Tasks for this exercise:
- A) In the excerpt on wartime zoos, how long had the runaway black genet found dead in Romford been on the loose?
- B) Quote the stretch of the excerpt on wartime zoos from "On 13 November, ‘Sammy', a" through "to the military.".
- C) Continue the excerpt on wartime zoos and pets from the point where it stops.

Page excerpt:
■ ■ ■

Dresden Zoo's lions, tigers and panthers had all gone the same way. All the snakes had perished except the boas and pythons, one of whom was fed an entire goat just before the outbreak of war. Munich Zoo had managed to evade the killing order, apart from ‘a few of the bigger chimpanzees'.

The Paris Zoo in the Bois de Vincennes had shut for a week, like Regent's Park, when mothers and children left the French capital. The majority of the animals were evacuated south and west. ‘Some went on loan to travelling circuses, even the fish that went to private aquaria, including the one owned by the Prince of Monaco at Monte Carlo,' so
Animal and Zoo Magazine
reported. ‘Only a few animals were killed, a morose and dangerous orangutan and an obstreperous bull elephant that would not enter his travelling box and had to be shot. Some wolves were shot as being generally unwelcome as guests.'

London Zoo took steps to advertise the fact that it had reopened. Indeed, so it was reported in early October, ‘only a few redundant and elderly animals have been destroyed'. Come back to the zoo, ‘the animals will enjoy your company' was the message – ‘and bring stale bread and buns, Spanish chestnuts and nuts of every kind, the outer leaves of cabbages and lettuces to feed your Zoo favourites.'

Heart-warming stories were back in the newspapers – for example, the one about ‘George' the chimp, who was doing patriotic tasks such as knitting socks for soldiers. Jerboas, chinchillas and echidnas were all said to be enjoying the blackout. The outdoor leopards were, ‘interested in watching the rise and fall of the balloons which are a source of never-ceasing wonder to them'.

On 13 November, ‘Sammy', a runaway black genet on the loose for thirteen months, was found dead in a trap in Romford. The following day, ‘Koko', the Zoo's most famous chimp, died at Regent's Park.

Twin African crested porcupines were the Zoo's first war babies, of which only one had survived. The tiny urchin was in the Small Mammal House, being kept warm by an electric lamp. What would the momentous events engulfing Europe hold for him?

10
  An anonymous Internet memoir tells the story of a twelve-year-old in Linz, who took his German Shepherd, ‘Donar' – described as ‘a pure-bred dog with a first-class pedigree' – for the obligatory assessment. His friend Willi's Saint Bernard, ‘Barry', was there too. They had contrived between them to make sure their pets failed the test so as not to lose them to the military.

‘The day of the dog evaluation came, a beautiful hot summer day. Willi and I went with Barry and Donar to the meadow behind the Bulgariplatz where the dogs were to be evaluated. A man in civilian clothes made a speech. He said we must all be proud that our dogs might fight for our leaders, our people and country. Two soldiers fired their guns simultaneously. At once Barry scurried loose. I kicked Donar hard without them noticing and he yelped and ran.

■ ■ ■

Data:
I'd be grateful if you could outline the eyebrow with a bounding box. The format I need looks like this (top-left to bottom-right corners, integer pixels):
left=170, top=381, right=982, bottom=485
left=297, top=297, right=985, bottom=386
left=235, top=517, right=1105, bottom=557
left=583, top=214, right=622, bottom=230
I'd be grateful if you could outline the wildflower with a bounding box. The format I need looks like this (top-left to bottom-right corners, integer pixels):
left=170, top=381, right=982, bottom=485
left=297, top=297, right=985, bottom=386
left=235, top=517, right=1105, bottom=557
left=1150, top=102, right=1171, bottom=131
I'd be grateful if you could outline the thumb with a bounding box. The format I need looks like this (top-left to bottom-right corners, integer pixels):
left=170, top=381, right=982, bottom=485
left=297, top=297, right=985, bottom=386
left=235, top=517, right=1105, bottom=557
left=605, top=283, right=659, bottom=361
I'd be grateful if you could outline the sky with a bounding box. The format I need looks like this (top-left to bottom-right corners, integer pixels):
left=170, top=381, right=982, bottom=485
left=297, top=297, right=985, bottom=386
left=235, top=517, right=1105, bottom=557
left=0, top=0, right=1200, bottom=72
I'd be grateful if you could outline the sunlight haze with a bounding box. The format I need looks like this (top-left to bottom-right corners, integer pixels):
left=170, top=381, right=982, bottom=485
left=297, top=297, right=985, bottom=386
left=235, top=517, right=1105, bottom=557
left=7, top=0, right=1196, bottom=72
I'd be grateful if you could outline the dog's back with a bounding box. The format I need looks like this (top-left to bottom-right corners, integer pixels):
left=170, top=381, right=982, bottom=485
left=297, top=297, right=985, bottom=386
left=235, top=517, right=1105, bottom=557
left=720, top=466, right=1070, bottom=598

■ ■ ■

Task-by-task results:
- A) Thirteen months.

- B)
On 13 November, ‘Sammy', a runaway black genet on the loose for thirteen months, was found dead in a trap in Romford. The following day, ‘Koko', the Zoo's most famous chimp, died at Regent's Park.

Twin African crested porcupines were the Zoo's first war babies, of which only one had survived. The tiny urchin was in the Small Mammal House, being kept warm by an electric lamp. What would the momentous events engulfing Europe hold for him?

10
  An anonymous Internet memoir tells the story of a twelve-year-old in Linz, who took his German Shepherd, ‘Donar' – described as ‘a pure-bred dog with a first-class pedigree' – for the obligatory assessment. His friend Willi's Saint Bernard, ‘Barry', was there too. They had contrived between them to make sure their pets failed the test so as not to lose them to the military.

- C)
‘A couple of days later my parents received a registered letter. It stated that our Donar was found to be unfit for service. Any German Shepherd that is unworthy is not breed-worthy and therefore is not allowed to be used at stud for any German bitch. We were commanded to return the pedigree certificate, to be destroyed by those responsible for the purity of the breed.'

Part Two
THE MINISTRY OF PETS

 

 

 

I am sorry, my little cat, I am sorry –

If I had it, you should have it;

But there is a war on.

The butcher has no lights,

The fishmonger has no cod's heads –

There is nothing for you.

‘To Her Cat in Wartime', Dorothy L. Sayers, 1940

Chapter 9
Pets Get the Blame

There was little that was phoney about the ‘phoney war' for pets. Even if no real land fighting was going on, in the winter of 1939–40 the perils of the blackout, evacuation and an unpredictable diet made the months following Poland's subjection an uncomfortable time for Britain's Home Front animals. It was about to get worse.

On 8 January 1940, bacon, butter and sugar were rationed. Meat would surely be next. It was getting scrappy round the food bowl. The enormous proportion of imported food, especially meat and animal feed that came by ship to the as yet only mildly embattled island, made national survival look perilous. The public were only just waking up to the danger as the ‘Dig for Victory' campaign sought to turn every garden into an allotment and every backyard into a miniature livestock farm. The trouble was, these were pets you were meant to eat.

On the first day of the New Year the National Poultry Council had expressed ‘grave concern at the large quantities of feeding stuffs which are being consumed by hunters, packs of hounds, dogs, pigeons etc, not engaged in war-work'. The whispering about ‘useless mouths' was growing louder.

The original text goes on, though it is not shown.